BEGIN
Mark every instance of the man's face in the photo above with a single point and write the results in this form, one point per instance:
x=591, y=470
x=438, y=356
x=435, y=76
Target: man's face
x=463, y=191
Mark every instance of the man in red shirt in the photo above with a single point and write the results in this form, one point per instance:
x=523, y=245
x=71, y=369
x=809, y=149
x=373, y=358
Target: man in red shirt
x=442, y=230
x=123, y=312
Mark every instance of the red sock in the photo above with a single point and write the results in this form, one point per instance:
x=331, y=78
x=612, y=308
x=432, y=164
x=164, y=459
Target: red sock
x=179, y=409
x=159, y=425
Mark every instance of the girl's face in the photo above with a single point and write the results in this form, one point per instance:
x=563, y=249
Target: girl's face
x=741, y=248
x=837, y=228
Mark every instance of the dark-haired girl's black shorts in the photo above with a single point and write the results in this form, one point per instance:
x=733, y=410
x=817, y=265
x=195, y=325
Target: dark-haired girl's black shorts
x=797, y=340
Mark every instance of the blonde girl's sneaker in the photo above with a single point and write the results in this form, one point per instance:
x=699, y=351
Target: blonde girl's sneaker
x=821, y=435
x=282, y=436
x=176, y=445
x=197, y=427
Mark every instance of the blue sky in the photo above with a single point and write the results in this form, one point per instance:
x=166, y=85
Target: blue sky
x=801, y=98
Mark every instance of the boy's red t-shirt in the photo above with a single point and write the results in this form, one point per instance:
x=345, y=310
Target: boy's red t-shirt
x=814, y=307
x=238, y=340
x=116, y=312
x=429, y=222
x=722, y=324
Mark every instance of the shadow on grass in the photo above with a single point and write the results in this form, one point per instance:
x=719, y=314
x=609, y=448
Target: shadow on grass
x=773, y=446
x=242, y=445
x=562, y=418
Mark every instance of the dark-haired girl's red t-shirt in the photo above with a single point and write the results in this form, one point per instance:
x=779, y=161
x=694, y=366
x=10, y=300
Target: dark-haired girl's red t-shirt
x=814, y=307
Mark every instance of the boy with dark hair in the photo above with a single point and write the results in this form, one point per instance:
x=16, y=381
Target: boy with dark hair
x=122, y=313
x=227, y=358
END
## Problem description:
Only the lines from the top of the data through the line that contains "x=609, y=448" should be quoted, exactly as they stand.

## Answer to this problem:
Mark every instance of the man's face in the photo above with a single point and write the results in this form, one point per instance:
x=591, y=470
x=438, y=356
x=435, y=76
Target: man's face
x=463, y=191
Mark every instance of the man in red shirt in the photo above with a single point and write the results in this form, one point per instance:
x=523, y=245
x=71, y=369
x=809, y=149
x=373, y=358
Target: man in red shirt
x=442, y=230
x=123, y=312
Mark every instance of the red sock in the photo above with a single point and write the results in this form, one point per instance:
x=331, y=78
x=612, y=308
x=432, y=164
x=164, y=459
Target: red sock
x=179, y=409
x=159, y=425
Mark every instance of the girl's face in the photo above with a single point and write the results in this form, one point per instance:
x=563, y=249
Target: girl's face
x=741, y=248
x=837, y=228
Mark every instance of the dark-haired girl's black shorts in the photo above with a single point and write the results in this form, one point per instance:
x=733, y=410
x=817, y=265
x=195, y=325
Target: dark-haired girl's black shorts
x=797, y=340
Mark every instance of the blonde girl's sneaker in the photo above with a single point and write the results in this form, one point per instance:
x=699, y=351
Target: blonde girl's sneaker
x=821, y=435
x=282, y=436
x=176, y=445
x=197, y=427
Mark every instance of the blue sky in the photo above with a single point and write the results in this form, one point per instance:
x=166, y=85
Target: blue sky
x=801, y=98
Mark every instance of the boy's red t-shirt in the photo above with a single point and write the results in this form, one point per instance:
x=345, y=310
Target: boy's red t-shirt
x=814, y=307
x=238, y=340
x=116, y=312
x=429, y=222
x=722, y=324
Mark every instance of the shadow on grass in the photo above with a single point and write the results in this form, one point per instance:
x=719, y=314
x=609, y=448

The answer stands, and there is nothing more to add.